YOUR INSTRUCTIONS:
Please transcribe exactly the lines from the one containing "Note: for this drill, mark the ruffled" through the end of the records below, both included, and nothing else.
────────────────────────────────────────
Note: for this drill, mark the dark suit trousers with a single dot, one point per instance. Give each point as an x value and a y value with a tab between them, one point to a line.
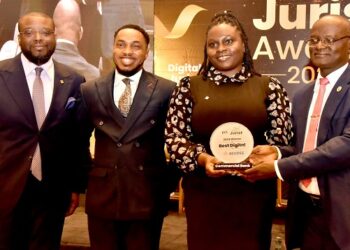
37	221
316	235
106	234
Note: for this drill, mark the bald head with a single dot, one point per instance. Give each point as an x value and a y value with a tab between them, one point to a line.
328	57
334	20
67	20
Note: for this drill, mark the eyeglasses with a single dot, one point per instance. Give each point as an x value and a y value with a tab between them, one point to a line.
327	41
30	32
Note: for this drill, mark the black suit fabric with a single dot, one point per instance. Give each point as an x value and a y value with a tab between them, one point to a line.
130	180
330	162
61	153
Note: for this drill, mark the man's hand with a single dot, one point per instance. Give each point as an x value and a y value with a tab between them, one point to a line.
74	203
264	170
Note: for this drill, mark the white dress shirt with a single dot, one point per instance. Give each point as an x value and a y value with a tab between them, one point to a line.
332	78
119	85
47	77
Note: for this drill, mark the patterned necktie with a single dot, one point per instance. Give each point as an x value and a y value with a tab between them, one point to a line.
310	142
124	102
39	108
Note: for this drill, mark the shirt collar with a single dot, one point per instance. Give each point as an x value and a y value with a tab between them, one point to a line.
133	79
335	75
29	67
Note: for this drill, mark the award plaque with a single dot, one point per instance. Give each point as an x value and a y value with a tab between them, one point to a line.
231	143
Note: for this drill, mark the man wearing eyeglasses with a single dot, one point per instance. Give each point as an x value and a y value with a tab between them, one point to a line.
318	164
40	154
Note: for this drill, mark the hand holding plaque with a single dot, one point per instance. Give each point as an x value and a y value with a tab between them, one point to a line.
231	143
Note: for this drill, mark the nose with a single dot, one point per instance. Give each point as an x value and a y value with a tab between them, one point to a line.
127	50
37	35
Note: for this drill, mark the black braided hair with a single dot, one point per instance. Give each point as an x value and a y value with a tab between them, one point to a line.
227	16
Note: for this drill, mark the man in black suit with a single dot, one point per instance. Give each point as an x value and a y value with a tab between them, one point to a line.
40	154
69	32
319	200
129	183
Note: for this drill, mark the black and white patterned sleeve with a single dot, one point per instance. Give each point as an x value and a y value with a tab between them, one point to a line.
278	111
178	131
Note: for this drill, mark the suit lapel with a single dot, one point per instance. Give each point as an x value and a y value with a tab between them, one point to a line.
61	90
335	98
16	83
300	115
105	93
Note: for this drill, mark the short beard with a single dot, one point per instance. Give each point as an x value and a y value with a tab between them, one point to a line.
131	72
38	60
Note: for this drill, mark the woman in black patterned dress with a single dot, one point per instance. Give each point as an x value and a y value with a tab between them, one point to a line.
223	210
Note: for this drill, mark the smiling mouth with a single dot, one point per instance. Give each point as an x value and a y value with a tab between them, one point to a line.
223	58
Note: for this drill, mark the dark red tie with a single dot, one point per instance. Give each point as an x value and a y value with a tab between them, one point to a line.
39	108
310	142
124	102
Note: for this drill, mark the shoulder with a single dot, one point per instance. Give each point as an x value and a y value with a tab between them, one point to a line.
10	64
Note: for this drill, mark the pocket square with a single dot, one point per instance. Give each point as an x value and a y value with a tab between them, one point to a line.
70	103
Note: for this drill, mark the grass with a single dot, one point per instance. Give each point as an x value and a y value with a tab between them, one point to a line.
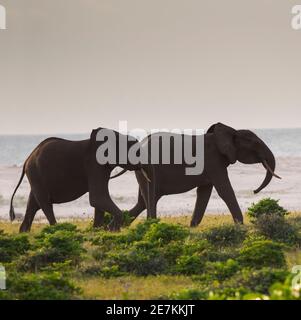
133	287
199	263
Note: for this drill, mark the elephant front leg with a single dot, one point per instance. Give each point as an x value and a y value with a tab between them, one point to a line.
98	218
203	196
225	191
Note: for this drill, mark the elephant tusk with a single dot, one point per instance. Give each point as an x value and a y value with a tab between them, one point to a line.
145	175
265	163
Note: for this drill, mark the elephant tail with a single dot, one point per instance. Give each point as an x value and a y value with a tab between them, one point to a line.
12	210
119	174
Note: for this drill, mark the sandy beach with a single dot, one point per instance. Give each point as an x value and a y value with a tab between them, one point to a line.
245	178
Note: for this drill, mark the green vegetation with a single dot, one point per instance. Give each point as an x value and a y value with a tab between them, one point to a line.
156	259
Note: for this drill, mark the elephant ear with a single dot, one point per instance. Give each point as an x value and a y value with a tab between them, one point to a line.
93	143
224	139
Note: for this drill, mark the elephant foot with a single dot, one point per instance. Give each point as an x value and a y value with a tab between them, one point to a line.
24	228
115	224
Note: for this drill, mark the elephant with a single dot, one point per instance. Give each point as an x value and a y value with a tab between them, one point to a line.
60	171
223	146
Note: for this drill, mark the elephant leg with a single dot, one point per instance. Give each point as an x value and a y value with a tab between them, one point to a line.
104	203
31	210
44	203
98	218
225	191
203	196
139	207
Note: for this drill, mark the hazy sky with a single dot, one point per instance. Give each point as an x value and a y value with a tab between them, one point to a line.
73	65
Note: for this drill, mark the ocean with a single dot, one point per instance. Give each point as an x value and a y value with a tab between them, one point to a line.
14	149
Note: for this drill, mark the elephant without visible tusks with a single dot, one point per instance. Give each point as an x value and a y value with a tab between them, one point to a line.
61	171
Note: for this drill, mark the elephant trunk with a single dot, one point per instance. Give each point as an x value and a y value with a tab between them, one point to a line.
269	164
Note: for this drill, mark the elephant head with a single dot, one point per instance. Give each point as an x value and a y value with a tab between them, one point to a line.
246	147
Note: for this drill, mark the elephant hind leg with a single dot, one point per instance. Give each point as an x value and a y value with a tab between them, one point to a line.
45	204
31	210
139	207
98	218
203	196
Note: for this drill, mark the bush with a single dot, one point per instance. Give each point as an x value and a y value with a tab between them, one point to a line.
188	265
266	206
275	227
261	280
141	259
221	270
68	227
226	235
11	246
54	245
262	253
46	286
164	233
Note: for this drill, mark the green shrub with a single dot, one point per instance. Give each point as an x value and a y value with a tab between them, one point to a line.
45	286
188	265
12	246
221	270
226	235
142	258
275	227
165	233
189	294
68	227
266	206
262	253
53	247
261	280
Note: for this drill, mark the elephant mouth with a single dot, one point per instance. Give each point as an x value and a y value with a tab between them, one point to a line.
268	168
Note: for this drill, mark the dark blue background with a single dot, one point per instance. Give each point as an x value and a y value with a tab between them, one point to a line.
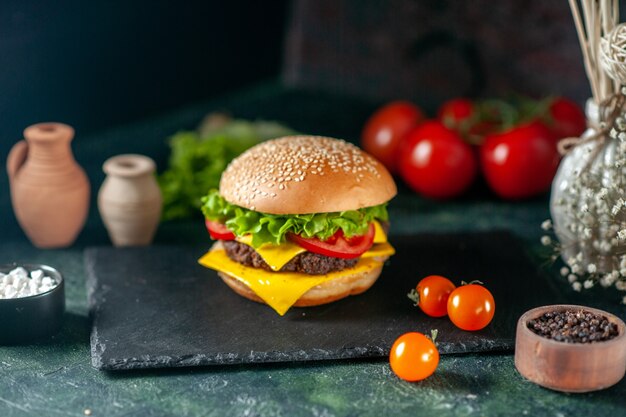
98	64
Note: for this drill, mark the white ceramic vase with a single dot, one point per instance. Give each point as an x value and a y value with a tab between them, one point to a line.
587	192
130	200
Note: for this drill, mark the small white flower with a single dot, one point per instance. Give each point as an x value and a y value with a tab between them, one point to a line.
546	225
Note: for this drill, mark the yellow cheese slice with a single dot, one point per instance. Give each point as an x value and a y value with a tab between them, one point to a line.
280	290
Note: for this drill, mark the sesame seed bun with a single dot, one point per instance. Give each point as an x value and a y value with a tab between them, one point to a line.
306	174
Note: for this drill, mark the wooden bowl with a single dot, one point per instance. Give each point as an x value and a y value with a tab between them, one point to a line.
569	367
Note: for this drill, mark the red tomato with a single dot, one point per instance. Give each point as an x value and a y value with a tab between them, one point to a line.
386	129
338	246
436	162
413	357
432	295
566	118
219	231
456	112
520	162
471	307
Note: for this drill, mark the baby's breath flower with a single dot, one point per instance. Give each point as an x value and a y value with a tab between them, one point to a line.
546	225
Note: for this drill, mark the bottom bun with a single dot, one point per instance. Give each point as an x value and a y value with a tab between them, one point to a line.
324	293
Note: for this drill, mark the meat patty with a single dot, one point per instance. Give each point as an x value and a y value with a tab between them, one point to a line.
307	262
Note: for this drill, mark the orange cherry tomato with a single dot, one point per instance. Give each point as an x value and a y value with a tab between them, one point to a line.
413	357
432	294
471	307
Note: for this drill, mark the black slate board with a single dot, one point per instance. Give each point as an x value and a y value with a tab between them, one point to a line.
157	307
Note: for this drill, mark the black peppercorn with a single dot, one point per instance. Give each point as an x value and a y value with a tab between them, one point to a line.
573	326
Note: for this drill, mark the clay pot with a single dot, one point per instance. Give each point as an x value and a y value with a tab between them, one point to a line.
130	200
569	367
49	190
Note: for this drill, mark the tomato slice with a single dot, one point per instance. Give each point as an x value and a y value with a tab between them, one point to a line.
338	246
219	231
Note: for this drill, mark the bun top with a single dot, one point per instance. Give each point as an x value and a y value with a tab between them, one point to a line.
306	174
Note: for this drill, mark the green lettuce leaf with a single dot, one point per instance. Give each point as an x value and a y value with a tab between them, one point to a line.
273	228
198	158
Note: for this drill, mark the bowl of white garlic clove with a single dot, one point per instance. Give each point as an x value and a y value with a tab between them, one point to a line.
32	302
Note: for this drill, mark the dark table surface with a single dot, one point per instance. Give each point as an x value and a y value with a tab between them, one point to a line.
55	377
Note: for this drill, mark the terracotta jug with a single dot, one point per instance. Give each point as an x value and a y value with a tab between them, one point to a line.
49	190
130	200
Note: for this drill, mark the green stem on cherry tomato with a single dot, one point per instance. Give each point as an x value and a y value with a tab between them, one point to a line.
433	335
473	282
414	296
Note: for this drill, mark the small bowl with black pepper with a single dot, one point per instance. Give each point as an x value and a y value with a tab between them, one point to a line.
571	348
32	302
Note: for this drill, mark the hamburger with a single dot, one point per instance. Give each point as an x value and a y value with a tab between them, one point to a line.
299	221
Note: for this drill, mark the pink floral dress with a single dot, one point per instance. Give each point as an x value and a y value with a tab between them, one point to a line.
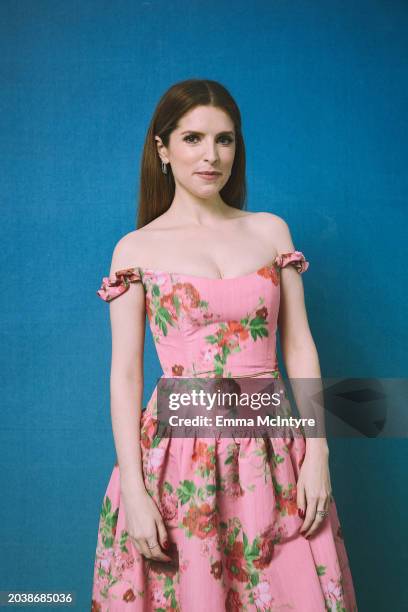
229	505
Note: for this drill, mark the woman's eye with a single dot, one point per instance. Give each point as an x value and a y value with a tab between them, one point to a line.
187	138
226	139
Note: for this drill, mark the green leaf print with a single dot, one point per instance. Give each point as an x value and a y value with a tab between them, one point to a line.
177	304
258	328
186	491
109	521
163	317
122	542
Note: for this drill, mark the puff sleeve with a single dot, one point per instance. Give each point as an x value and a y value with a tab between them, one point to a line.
295	258
111	289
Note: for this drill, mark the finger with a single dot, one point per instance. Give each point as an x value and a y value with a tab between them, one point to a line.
161	528
144	548
155	550
319	519
158	554
310	514
301	499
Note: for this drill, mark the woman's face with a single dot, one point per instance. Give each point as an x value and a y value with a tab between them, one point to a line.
204	141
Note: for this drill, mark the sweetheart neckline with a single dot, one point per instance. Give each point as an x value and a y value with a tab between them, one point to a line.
207	278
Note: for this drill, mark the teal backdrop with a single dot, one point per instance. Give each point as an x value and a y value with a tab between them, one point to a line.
322	87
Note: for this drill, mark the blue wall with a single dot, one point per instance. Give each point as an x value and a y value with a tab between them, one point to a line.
322	87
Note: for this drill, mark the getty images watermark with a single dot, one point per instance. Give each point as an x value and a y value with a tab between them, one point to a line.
278	407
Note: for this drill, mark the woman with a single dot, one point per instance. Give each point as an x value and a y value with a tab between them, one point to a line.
198	523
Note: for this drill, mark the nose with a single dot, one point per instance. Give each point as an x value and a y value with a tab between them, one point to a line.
211	152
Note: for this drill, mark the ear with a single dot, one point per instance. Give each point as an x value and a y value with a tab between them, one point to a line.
161	149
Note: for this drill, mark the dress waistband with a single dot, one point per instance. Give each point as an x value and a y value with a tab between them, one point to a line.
275	373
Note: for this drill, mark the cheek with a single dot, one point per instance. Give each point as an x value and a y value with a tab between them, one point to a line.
227	157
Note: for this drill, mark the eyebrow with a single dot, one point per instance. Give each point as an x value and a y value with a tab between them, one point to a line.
201	133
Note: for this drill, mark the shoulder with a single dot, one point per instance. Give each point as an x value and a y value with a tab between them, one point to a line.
127	250
275	230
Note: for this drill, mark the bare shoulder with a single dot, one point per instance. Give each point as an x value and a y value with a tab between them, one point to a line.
274	230
130	249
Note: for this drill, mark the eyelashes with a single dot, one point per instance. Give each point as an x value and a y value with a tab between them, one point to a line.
188	138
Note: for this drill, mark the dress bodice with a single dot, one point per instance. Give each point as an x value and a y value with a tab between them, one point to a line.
210	327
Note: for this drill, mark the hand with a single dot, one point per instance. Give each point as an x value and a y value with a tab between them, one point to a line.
314	489
144	523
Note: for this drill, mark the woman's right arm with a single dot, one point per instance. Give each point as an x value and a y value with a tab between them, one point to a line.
127	315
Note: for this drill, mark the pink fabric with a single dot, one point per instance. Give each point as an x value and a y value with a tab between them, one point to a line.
229	504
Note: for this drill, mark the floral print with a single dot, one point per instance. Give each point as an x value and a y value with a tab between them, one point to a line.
229	504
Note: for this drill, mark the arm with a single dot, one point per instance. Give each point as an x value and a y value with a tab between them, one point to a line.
127	314
298	347
301	361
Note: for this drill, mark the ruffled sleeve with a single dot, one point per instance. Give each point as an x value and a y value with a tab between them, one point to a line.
111	289
295	258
────────────────────────────────────────
RESULT OF THE EXERCISE:
Note: for this drill, mark the ruffled sleeve with a single dot, one point per instance. Give each point as an x value and a y value with a tab between them, one point to a line.
111	289
295	258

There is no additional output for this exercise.